### Study text
+ + + + +
People with certain conditions, such as IBS, may want to avoid specific trigger foods. This may include gluten, which may occur in bread, pasta, and cereals.

People with IBS may also want to limit or avoid foods containing FODMAPs, a type of carbohydrate that can be difficult to digest, such as:

  • certain fruits, including apples, pears, mango, and plums
  • certain vegetables, including garlic, onions, mushrooms, and beans
  • dairy products, including milk, cheese, and yogurt
  • high-fructose corn syrup
  • sweeteners such as xylitol, sorbitol, and mannitol

A food intolerance may cause a sensitive stomach. They may occur if the digestive system cannot break down food as expected.

This may occur due to problems with digestive enzymes, reactions to naturally occurring substances, or sensitivity to food additives.

Additionally, people may be able to eat a small amount of the food but may not tolerate larger quantities. Food intolerance may cause stomach discomfort, bloating, and changes in bowel movements.
+ + + + +
(Dataset excerpts)

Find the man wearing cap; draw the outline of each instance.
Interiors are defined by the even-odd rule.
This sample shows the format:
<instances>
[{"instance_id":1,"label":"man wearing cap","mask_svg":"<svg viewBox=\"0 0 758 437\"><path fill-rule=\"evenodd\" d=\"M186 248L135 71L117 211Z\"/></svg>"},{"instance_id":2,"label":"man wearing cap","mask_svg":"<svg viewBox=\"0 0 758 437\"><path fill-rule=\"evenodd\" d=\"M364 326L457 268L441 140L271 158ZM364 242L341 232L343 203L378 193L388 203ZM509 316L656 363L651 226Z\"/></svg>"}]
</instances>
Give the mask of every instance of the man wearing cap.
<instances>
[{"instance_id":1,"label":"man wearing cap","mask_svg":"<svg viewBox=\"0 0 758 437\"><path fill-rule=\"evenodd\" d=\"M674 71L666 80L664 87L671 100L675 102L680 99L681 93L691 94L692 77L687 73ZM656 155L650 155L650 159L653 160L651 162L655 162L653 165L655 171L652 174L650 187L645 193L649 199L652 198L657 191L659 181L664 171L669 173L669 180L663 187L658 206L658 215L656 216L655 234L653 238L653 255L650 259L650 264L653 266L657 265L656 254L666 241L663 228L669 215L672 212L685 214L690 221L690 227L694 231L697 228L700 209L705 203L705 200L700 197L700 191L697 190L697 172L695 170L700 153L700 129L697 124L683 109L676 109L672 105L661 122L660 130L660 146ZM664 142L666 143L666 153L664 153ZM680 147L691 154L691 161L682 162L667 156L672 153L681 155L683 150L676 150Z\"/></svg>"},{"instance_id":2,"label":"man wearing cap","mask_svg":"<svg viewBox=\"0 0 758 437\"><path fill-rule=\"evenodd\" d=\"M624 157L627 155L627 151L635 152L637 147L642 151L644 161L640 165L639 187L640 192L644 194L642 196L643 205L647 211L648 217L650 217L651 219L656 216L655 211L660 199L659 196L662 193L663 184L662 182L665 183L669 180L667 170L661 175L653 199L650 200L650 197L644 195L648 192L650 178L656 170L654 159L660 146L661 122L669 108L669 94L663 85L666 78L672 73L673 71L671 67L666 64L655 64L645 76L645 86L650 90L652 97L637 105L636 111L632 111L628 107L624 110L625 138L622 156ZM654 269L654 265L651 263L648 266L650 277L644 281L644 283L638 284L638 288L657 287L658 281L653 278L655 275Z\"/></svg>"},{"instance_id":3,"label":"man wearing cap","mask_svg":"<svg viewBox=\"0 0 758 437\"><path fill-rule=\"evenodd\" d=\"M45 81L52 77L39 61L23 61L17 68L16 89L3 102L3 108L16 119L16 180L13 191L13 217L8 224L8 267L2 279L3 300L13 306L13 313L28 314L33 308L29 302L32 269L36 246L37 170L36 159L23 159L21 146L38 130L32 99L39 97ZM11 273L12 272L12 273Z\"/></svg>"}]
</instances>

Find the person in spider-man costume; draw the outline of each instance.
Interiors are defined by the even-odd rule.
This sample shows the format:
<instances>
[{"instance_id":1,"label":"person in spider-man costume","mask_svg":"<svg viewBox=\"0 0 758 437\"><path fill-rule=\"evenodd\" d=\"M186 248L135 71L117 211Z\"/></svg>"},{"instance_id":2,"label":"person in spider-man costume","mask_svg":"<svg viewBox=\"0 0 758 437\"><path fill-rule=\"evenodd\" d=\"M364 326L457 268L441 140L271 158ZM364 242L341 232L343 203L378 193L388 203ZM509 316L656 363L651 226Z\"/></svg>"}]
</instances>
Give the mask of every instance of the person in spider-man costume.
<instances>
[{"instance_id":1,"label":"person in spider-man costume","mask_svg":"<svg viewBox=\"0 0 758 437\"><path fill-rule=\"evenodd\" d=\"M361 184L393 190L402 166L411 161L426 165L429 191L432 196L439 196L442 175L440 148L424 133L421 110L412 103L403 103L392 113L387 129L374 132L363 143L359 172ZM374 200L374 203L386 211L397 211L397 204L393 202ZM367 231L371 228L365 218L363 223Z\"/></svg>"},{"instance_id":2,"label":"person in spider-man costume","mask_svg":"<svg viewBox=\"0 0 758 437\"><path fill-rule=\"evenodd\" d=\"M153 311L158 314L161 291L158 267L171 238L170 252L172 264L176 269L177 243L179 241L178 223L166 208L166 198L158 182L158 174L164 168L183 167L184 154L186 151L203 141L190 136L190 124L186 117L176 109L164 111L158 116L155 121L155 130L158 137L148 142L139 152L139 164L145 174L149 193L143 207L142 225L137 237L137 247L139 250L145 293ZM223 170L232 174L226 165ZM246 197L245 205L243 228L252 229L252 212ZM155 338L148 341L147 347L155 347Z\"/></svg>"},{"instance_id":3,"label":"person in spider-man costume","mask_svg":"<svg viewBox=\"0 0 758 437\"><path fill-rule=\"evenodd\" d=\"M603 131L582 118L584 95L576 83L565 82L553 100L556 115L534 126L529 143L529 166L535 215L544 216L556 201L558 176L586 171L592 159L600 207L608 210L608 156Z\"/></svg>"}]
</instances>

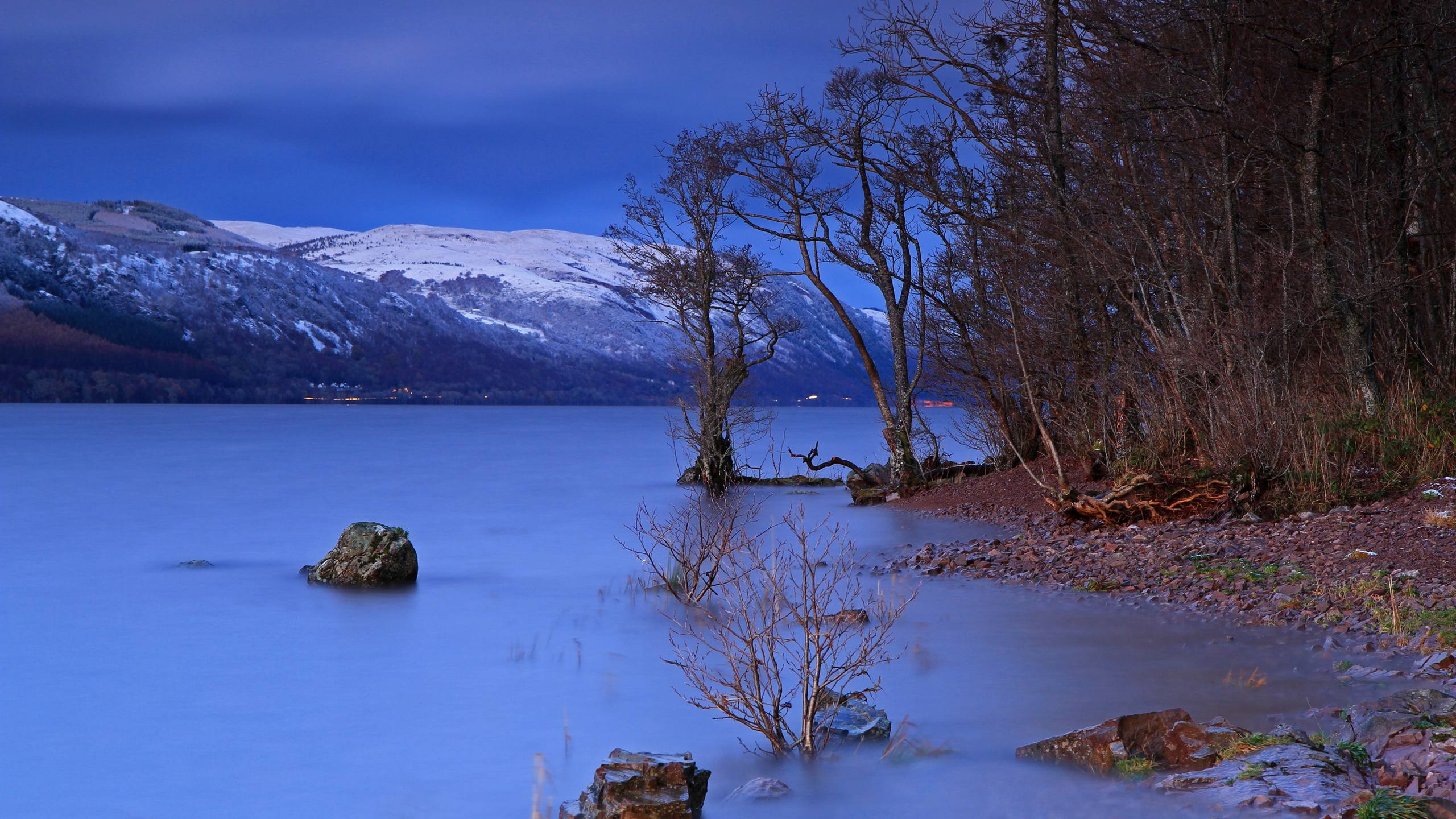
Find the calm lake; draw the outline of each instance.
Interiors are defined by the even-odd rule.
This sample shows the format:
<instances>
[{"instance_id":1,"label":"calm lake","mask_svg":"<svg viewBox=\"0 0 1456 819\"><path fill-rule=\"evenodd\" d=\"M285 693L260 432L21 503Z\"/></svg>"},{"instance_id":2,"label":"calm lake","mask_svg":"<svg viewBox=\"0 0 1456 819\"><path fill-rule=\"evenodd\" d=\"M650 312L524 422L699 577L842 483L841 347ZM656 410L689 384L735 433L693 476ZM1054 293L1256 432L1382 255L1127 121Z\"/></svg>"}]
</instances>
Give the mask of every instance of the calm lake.
<instances>
[{"instance_id":1,"label":"calm lake","mask_svg":"<svg viewBox=\"0 0 1456 819\"><path fill-rule=\"evenodd\" d=\"M555 816L617 746L690 751L713 772L711 819L1200 816L1012 752L1134 711L1261 729L1361 698L1294 632L939 580L878 704L949 753L745 753L750 736L674 695L661 602L630 590L614 542L638 503L683 497L664 417L0 407L0 816L526 819L537 753ZM863 461L879 440L862 410L785 410L775 436ZM842 490L764 494L775 514L833 514L866 552L987 530ZM409 529L418 587L298 576L354 520ZM1224 682L1255 667L1262 688ZM796 796L724 802L756 775Z\"/></svg>"}]
</instances>

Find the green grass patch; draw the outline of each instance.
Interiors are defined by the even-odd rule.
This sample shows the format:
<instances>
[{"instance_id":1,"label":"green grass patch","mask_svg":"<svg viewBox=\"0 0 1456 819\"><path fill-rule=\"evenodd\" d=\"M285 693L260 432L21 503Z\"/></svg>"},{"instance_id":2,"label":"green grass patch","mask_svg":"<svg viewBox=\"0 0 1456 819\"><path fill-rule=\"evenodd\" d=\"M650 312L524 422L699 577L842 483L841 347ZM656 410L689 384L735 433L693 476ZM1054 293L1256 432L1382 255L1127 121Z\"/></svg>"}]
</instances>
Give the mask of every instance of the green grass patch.
<instances>
[{"instance_id":1,"label":"green grass patch","mask_svg":"<svg viewBox=\"0 0 1456 819\"><path fill-rule=\"evenodd\" d=\"M1358 742L1347 739L1344 742L1335 743L1335 748L1348 753L1350 761L1354 762L1356 765L1360 765L1361 768L1370 767L1370 752L1366 751L1366 748Z\"/></svg>"},{"instance_id":2,"label":"green grass patch","mask_svg":"<svg viewBox=\"0 0 1456 819\"><path fill-rule=\"evenodd\" d=\"M1370 802L1356 809L1356 819L1427 819L1421 800L1390 788L1374 788Z\"/></svg>"},{"instance_id":3,"label":"green grass patch","mask_svg":"<svg viewBox=\"0 0 1456 819\"><path fill-rule=\"evenodd\" d=\"M1143 756L1130 756L1120 759L1112 769L1124 780L1146 780L1153 775L1153 761Z\"/></svg>"}]
</instances>

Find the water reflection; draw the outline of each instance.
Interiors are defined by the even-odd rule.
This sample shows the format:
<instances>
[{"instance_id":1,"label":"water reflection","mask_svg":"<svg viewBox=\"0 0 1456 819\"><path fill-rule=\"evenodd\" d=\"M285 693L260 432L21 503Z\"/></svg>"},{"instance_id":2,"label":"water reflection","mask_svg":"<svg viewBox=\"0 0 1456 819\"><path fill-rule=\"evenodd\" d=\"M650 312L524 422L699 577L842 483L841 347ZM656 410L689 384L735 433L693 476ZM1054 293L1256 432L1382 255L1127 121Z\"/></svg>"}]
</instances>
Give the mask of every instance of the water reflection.
<instances>
[{"instance_id":1,"label":"water reflection","mask_svg":"<svg viewBox=\"0 0 1456 819\"><path fill-rule=\"evenodd\" d=\"M872 459L872 414L798 412L783 434ZM662 600L614 542L639 501L681 497L661 420L0 407L0 815L529 816L536 753L559 802L623 746L692 751L713 769L712 819L1162 818L1178 803L1012 751L1131 711L1258 729L1351 698L1289 632L933 580L879 704L949 753L811 768L744 753L734 726L674 695ZM869 549L974 530L833 490L756 493L766 514L802 503ZM297 576L352 520L411 530L412 593ZM215 565L172 568L192 558ZM1267 685L1224 685L1254 667ZM756 775L798 796L722 802Z\"/></svg>"}]
</instances>

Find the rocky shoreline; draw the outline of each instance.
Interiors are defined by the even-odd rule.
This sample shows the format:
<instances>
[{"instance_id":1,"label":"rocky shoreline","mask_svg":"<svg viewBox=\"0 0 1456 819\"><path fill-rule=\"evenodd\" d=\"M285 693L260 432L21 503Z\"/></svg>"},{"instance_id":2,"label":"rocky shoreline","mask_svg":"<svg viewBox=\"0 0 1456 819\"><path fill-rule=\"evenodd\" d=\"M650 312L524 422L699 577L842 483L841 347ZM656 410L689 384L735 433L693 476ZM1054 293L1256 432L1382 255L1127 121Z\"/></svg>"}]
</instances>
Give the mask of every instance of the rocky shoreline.
<instances>
[{"instance_id":1,"label":"rocky shoreline","mask_svg":"<svg viewBox=\"0 0 1456 819\"><path fill-rule=\"evenodd\" d=\"M1405 816L1388 812L1405 804L1444 818L1456 816L1456 698L1437 691L1456 691L1453 501L1456 478L1443 478L1370 506L1283 520L1226 514L1111 528L1069 523L1024 474L997 472L895 506L993 523L1005 535L925 544L872 571L1073 590L1309 631L1310 647L1331 657L1364 651L1360 663L1332 663L1338 679L1423 688L1312 710L1305 718L1322 727L1315 734L1289 726L1257 734L1174 710L1114 717L1018 755L1200 791L1219 809L1366 818Z\"/></svg>"},{"instance_id":2,"label":"rocky shoreline","mask_svg":"<svg viewBox=\"0 0 1456 819\"><path fill-rule=\"evenodd\" d=\"M925 544L877 571L1077 590L1425 653L1456 648L1456 526L1443 519L1453 501L1456 478L1444 478L1370 506L1284 520L1093 528L1038 510L1031 481L1000 472L894 506L993 523L1005 536Z\"/></svg>"}]
</instances>

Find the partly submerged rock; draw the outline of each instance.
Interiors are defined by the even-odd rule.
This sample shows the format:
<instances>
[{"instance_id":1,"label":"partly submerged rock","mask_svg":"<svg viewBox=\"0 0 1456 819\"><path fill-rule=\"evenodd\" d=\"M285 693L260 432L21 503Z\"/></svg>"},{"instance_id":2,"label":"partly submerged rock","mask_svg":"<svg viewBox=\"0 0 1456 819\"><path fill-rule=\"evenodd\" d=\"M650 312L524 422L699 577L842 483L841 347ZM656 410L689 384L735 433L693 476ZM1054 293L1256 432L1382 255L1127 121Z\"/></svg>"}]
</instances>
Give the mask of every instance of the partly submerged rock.
<instances>
[{"instance_id":1,"label":"partly submerged rock","mask_svg":"<svg viewBox=\"0 0 1456 819\"><path fill-rule=\"evenodd\" d=\"M820 625L869 625L869 612L865 609L844 609L818 618Z\"/></svg>"},{"instance_id":2,"label":"partly submerged rock","mask_svg":"<svg viewBox=\"0 0 1456 819\"><path fill-rule=\"evenodd\" d=\"M1219 807L1265 806L1289 810L1335 812L1361 788L1351 781L1345 762L1307 745L1270 745L1203 771L1172 774L1153 787L1165 791L1198 791Z\"/></svg>"},{"instance_id":3,"label":"partly submerged rock","mask_svg":"<svg viewBox=\"0 0 1456 819\"><path fill-rule=\"evenodd\" d=\"M408 532L360 522L349 525L338 545L309 570L309 583L386 586L414 583L418 576L419 558Z\"/></svg>"},{"instance_id":4,"label":"partly submerged rock","mask_svg":"<svg viewBox=\"0 0 1456 819\"><path fill-rule=\"evenodd\" d=\"M783 799L792 793L794 791L789 790L789 785L779 780L772 780L769 777L759 777L735 787L734 791L728 794L728 799L732 802L737 800L757 802L764 799Z\"/></svg>"},{"instance_id":5,"label":"partly submerged rock","mask_svg":"<svg viewBox=\"0 0 1456 819\"><path fill-rule=\"evenodd\" d=\"M1207 768L1219 753L1238 743L1246 732L1222 718L1195 723L1188 711L1168 708L1114 717L1086 729L1024 745L1022 759L1070 762L1107 771L1128 758L1155 765Z\"/></svg>"},{"instance_id":6,"label":"partly submerged rock","mask_svg":"<svg viewBox=\"0 0 1456 819\"><path fill-rule=\"evenodd\" d=\"M1418 676L1456 675L1456 654L1450 651L1433 651L1417 660L1411 670Z\"/></svg>"},{"instance_id":7,"label":"partly submerged rock","mask_svg":"<svg viewBox=\"0 0 1456 819\"><path fill-rule=\"evenodd\" d=\"M890 739L890 717L862 694L826 689L814 708L814 729L828 739Z\"/></svg>"},{"instance_id":8,"label":"partly submerged rock","mask_svg":"<svg viewBox=\"0 0 1456 819\"><path fill-rule=\"evenodd\" d=\"M1345 708L1345 724L1340 739L1360 743L1372 759L1377 759L1395 734L1417 723L1443 721L1452 714L1456 714L1456 697L1450 694L1430 688L1401 691Z\"/></svg>"},{"instance_id":9,"label":"partly submerged rock","mask_svg":"<svg viewBox=\"0 0 1456 819\"><path fill-rule=\"evenodd\" d=\"M711 771L692 753L635 753L617 748L591 787L561 806L561 819L697 819Z\"/></svg>"}]
</instances>

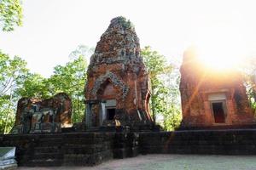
+ + + + +
### Actions to take
[1] In the passage on food sensitivities, what kind of carbohydrate are FODMAPs described as?
[2] Retype the passage on food sensitivities between "People with certain" and "to food additives.", inclusive.

### Answers to each task
[1] A type of carbohydrate that can be difficult to digest.

[2]
People with certain conditions, such as IBS, may want to avoid specific trigger foods. This may include gluten, which may occur in bread, pasta, and cereals.

People with IBS may also want to limit or avoid foods containing FODMAPs, a type of carbohydrate that can be difficult to digest, such as:

  • certain fruits, including apples, pears, mango, and plums
  • certain vegetables, including garlic, onions, mushrooms, and beans
  • dairy products, including milk, cheese, and yogurt
  • high-fructose corn syrup
  • sweeteners such as xylitol, sorbitol, and mannitol

A food intolerance may cause a sensitive stomach. They may occur if the digestive system cannot break down food as expected.

This may occur due to problems with digestive enzymes, reactions to naturally occurring substances, or sensitivity to food additives.